== SELECTION ==

# Expobar Brutus IV from espresso-machines.nu



## Scotty (Mar 21, 2011)

Hi

Really considering buying the Brutus IV machine from espresso-machines.nu. I'm concerned over ordering from the Netherlands but have chatted to the guy on whatsapp and they seem OK. The cost from them is £950 delivered instead of £1275 from machina espresso.

Has anyone used them before and were they ok?

The other option is to buy the office leva from machina espresso for £950 and have a slightly lesser machine but have uk support.

Any help appreciated.


----------



## jeebsy (May 5, 2013)

Yeah someone did, they had a problem and the guy talked them through how to fix it I think although the option to send it back was there. They seem like a stand up retailer. There was a spell on the forum and every thread was about the benefits and dangers of importing from Europe. At £950, even if something goes wrong and you've got to the send machine back four times you're still up on a UK purchase.


----------



## 4085 (Nov 23, 2012)

I think, that it is one of those situations, that if you make a purchase then all is well if you have no problems, but, if you have a problem then it is magnified by buying abroad. Exposer are usually pretty good machines but it is difficulties when in transport that often crop up. The guy in Netherlands did seem to help the forum member, as he should.


----------



## urbanbumpkin (Jan 30, 2013)

dfk41 said:


> Exposer are usually pretty good machines but it is difficulties when in transport that often crop up.


Exposer!


----------



## Roberts (Jun 30, 2015)

I buy my expobar Brewtus iv-r from here ...

http://www.beanheroes.co.uk/32-p-expobar-office-leva-coffee-machine-plumbed

Is the rotary pump


----------



## Dylan (Dec 5, 2011)

Wasn't @coffeebean doing these at a really good price for a while? Not on his website anymore however.


----------



## jeebsy (May 5, 2013)

Dylan said:


> Wasn't @coffeebean doing these at a really good price for a while? Not on his website anymore however.


Expobar changed the way they sell recently and think it means CB couldn't do them any more


----------



## Dylan (Dec 5, 2011)

Ah I see.


----------



## jeebsy (May 5, 2013)

Roberts said:


> I buy my expobar Brewtus iv-r from here ...
> 
> http://www.beanheroes.co.uk/32-p-expobar-office-leva-coffee-machine-plumbed
> 
> Is the rotary pump


Site is horrendous, that picture is of an antique Brewtus


----------



## coffeebean (Jan 26, 2010)

Dylan said:


> Ah I see.


Expobar decided that they would only sell domestic machines through stockists with physical shops and showrooms and wouldn't allow selling online - great for the likes of Bella Barista, not so great for us with no showroom. Hey ho! I will always offer the best deal I can for my customers and make sure they get the best service.... because without my customers I would have no business.


----------



## Roberts (Jun 30, 2015)

jeebsy said:


> Site is horrendous, that picture is of an antique Brewtus


The picture is not the right expobar Brewtus. I buy my expobar from them and it is the expobar Brewtus iv-r


----------



## Jasper Velders (Jan 29, 2016)

Scotty, did you get the machine from Holland in the end? I am seriously considering it as well, especially since I will be going there to visit my family. I have checked with some webshops, in case of issues the machine would have to be sent back to them.


----------



## PPapa (Oct 24, 2015)

===
== EXCERPTED RECORDS ==

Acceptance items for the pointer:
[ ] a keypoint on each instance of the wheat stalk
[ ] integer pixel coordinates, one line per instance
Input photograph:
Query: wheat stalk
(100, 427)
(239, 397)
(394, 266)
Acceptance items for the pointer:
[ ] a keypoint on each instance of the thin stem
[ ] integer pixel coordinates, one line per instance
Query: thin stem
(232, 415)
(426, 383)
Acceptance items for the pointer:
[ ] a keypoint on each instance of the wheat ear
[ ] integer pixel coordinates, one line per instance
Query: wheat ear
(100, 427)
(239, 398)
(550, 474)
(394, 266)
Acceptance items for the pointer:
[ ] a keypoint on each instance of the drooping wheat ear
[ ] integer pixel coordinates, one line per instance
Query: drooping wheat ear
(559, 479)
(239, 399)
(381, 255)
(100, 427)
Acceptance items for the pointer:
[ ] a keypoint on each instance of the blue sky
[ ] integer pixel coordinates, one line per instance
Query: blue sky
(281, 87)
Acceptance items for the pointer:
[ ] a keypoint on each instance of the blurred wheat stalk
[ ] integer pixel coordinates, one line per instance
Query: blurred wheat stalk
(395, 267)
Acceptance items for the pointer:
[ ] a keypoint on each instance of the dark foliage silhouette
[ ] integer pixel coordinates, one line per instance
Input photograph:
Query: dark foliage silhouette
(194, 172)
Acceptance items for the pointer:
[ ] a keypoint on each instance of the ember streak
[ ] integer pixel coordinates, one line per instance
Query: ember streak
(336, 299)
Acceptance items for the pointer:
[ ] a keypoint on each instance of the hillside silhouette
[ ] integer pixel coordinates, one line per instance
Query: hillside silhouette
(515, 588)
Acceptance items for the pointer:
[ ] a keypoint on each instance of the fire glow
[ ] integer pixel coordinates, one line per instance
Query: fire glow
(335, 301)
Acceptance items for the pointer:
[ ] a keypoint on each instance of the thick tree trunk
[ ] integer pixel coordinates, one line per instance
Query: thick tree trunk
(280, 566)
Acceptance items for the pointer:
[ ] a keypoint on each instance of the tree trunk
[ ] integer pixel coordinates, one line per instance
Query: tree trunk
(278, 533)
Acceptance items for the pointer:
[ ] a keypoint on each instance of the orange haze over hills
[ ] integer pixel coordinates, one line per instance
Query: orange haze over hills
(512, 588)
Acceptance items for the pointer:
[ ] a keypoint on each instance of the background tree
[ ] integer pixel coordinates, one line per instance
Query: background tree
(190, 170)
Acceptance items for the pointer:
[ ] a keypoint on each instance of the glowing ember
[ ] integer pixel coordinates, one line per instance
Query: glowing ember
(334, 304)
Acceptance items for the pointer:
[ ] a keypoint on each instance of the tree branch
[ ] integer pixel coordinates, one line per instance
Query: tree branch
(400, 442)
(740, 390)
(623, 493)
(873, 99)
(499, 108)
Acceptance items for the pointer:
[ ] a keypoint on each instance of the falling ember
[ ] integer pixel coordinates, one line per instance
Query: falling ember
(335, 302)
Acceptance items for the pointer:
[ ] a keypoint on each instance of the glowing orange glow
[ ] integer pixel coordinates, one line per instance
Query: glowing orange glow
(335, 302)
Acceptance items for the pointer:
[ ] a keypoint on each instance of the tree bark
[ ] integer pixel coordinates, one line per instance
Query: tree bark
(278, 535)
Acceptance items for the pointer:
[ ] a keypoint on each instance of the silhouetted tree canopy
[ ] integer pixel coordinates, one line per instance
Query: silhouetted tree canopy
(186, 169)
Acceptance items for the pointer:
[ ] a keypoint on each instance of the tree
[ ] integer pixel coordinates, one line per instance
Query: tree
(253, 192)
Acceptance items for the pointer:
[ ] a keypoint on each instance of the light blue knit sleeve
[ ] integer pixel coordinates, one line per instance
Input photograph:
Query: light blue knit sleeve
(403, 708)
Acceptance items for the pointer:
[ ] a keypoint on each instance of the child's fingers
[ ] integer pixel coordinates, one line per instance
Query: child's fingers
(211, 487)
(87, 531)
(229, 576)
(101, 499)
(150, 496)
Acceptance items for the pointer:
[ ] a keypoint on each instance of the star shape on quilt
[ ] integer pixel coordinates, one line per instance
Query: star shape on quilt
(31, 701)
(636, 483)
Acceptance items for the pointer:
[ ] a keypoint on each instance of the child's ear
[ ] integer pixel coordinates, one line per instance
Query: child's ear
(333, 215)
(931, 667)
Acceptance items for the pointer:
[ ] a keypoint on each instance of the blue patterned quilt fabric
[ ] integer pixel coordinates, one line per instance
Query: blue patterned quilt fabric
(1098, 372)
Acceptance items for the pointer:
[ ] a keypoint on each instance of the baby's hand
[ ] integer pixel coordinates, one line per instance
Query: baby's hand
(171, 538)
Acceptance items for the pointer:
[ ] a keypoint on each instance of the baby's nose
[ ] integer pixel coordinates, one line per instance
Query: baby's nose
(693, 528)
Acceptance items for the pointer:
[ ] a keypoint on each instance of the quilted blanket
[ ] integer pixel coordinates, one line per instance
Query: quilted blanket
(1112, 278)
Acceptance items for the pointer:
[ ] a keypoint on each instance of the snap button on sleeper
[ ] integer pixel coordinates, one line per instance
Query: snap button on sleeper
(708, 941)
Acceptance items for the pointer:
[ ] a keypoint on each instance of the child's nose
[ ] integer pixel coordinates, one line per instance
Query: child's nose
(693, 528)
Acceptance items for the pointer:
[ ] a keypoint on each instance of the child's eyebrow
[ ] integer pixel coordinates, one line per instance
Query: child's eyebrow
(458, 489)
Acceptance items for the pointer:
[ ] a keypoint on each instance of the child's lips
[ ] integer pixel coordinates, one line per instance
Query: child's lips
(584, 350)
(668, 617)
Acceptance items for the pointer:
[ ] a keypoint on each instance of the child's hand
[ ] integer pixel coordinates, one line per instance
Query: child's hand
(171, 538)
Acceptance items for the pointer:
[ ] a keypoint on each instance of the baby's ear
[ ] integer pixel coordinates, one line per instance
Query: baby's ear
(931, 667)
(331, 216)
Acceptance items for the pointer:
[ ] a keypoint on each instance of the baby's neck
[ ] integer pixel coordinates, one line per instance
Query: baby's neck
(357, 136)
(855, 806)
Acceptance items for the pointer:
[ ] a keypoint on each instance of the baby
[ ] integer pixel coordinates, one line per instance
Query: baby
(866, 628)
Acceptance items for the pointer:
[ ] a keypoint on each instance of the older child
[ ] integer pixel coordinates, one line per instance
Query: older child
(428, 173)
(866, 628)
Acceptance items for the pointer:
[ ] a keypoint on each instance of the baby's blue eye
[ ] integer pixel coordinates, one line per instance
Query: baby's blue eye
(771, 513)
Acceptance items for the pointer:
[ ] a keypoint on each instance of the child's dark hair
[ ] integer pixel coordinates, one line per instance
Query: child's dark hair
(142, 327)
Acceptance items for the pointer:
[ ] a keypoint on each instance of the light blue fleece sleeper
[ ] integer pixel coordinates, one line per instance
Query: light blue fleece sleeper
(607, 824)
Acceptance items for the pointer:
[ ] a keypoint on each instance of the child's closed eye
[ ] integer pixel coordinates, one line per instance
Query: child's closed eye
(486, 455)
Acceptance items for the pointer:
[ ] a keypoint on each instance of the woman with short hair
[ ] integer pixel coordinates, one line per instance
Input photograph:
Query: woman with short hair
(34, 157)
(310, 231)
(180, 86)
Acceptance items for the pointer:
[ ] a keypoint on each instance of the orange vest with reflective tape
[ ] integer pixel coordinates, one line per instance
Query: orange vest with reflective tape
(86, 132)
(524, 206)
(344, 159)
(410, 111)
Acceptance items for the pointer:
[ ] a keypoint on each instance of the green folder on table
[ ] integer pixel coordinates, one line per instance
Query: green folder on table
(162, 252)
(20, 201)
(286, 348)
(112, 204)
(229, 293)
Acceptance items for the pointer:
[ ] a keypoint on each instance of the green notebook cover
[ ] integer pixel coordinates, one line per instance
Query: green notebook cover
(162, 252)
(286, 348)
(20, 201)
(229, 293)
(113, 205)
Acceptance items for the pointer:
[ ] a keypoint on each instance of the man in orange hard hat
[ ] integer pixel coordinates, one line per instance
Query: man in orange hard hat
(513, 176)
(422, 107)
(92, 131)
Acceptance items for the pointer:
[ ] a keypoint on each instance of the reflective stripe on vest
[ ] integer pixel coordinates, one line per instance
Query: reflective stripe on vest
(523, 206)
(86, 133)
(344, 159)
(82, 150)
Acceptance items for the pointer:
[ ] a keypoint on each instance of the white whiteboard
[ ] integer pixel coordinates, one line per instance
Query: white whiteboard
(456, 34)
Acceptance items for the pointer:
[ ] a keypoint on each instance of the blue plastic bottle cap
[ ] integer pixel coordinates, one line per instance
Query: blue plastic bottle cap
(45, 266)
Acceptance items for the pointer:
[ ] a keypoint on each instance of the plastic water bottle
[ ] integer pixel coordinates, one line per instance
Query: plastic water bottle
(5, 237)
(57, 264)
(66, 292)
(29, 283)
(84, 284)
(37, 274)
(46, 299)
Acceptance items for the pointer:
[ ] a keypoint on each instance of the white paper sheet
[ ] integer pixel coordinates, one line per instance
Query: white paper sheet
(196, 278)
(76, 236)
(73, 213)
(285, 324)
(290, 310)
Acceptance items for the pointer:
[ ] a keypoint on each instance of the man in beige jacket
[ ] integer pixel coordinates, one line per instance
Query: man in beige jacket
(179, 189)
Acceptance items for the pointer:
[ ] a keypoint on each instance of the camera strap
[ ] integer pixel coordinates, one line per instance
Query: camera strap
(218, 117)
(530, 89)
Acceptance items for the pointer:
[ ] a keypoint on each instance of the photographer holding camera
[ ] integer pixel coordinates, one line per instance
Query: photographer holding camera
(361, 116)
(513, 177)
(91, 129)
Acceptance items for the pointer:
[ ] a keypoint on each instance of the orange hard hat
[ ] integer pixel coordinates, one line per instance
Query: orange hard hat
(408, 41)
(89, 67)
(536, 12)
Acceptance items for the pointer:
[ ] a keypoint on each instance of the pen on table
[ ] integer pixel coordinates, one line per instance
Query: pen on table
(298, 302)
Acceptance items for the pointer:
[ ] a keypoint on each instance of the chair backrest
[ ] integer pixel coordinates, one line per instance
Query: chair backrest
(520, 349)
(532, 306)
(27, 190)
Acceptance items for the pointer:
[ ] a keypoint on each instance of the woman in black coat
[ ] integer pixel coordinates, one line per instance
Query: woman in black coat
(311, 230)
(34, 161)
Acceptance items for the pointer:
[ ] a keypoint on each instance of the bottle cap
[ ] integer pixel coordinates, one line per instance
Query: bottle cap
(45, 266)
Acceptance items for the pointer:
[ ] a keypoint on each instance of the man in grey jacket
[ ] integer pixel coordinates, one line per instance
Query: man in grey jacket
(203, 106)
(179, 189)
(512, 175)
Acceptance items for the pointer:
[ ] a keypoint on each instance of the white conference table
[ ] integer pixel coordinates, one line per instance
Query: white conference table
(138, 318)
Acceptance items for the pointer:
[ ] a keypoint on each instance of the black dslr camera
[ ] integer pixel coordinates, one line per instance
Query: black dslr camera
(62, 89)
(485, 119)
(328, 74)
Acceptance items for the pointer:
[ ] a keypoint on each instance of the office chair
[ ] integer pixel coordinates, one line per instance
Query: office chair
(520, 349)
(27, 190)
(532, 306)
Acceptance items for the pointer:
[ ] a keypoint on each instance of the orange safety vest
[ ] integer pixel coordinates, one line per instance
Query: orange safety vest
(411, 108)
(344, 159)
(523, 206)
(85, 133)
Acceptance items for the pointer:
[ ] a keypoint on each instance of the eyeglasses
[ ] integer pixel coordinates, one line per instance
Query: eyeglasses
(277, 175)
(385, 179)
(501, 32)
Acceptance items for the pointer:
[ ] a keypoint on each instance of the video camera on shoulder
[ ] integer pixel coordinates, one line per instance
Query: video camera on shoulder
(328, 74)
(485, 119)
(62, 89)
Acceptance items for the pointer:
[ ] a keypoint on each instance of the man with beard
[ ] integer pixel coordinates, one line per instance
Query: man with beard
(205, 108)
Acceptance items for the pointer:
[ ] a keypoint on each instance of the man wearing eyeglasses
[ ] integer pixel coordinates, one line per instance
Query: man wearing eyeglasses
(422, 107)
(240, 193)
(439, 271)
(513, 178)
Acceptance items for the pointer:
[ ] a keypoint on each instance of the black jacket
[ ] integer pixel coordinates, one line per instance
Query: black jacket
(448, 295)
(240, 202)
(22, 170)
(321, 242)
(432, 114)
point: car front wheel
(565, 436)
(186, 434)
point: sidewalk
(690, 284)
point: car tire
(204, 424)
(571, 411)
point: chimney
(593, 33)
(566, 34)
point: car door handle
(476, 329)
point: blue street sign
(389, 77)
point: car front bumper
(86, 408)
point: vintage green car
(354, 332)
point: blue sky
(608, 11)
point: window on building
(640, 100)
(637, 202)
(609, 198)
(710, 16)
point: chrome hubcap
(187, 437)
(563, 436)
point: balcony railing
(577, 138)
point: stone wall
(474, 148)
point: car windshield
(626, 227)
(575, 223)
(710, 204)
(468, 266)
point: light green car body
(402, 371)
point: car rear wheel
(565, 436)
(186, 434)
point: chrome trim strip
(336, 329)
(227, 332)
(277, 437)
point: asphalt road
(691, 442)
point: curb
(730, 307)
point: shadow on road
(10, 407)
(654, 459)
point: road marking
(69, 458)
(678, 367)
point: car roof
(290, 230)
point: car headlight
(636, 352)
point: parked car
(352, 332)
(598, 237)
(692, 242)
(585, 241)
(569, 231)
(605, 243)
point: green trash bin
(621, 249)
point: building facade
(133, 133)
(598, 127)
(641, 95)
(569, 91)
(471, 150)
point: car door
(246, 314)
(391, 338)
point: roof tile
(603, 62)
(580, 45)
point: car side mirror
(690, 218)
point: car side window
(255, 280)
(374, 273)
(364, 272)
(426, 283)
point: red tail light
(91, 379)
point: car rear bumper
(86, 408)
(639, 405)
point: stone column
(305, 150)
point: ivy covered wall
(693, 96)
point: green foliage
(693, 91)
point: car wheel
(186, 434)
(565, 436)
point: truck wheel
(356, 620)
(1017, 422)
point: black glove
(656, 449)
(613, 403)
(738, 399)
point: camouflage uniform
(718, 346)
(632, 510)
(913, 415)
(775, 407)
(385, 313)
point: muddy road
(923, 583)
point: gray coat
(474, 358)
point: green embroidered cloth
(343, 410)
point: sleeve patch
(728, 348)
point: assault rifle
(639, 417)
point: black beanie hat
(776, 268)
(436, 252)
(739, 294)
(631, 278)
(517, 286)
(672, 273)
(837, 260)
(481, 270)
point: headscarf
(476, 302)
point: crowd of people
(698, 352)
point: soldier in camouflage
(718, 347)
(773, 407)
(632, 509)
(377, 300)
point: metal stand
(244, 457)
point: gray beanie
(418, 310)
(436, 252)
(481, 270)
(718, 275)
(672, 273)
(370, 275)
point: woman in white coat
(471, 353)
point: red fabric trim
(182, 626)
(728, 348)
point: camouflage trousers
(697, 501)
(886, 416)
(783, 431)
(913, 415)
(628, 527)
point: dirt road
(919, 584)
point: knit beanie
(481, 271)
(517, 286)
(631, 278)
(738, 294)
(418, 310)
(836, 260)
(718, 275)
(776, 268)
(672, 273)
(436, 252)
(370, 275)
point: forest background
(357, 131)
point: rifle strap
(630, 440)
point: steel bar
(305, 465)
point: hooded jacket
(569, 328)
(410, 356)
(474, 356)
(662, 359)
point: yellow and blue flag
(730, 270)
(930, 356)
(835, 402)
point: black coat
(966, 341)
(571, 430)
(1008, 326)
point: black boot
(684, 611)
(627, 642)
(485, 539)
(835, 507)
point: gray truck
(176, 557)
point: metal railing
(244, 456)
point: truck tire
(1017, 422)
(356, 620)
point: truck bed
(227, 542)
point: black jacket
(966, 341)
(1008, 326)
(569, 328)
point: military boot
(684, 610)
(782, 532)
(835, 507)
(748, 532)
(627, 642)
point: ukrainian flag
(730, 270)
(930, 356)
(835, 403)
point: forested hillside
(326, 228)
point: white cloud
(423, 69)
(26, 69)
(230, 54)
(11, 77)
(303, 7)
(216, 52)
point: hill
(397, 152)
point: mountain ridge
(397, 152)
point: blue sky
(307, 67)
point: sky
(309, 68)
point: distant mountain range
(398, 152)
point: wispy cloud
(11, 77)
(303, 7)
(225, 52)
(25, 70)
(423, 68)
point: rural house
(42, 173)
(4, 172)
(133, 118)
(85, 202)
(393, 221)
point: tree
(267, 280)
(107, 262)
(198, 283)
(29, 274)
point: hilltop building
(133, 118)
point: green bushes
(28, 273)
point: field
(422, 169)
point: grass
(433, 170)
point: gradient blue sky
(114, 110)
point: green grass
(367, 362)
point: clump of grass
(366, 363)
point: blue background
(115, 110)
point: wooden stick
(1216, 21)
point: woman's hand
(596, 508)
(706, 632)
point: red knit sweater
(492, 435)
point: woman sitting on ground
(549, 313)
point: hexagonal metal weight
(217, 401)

===

According to the Brutus IV thread, why could coffeebean no longer offer the Expobar machines at a good price? Answer in one to three sentences. These records come from a separate source.

- [WRITTEN ANSWER]
Expobar decided to sell its domestic machines only through stockists that have physical shops and showrooms, and it stopped allowing online sales. Coffeebean has no showroom, so coffeebean could no longer sell them.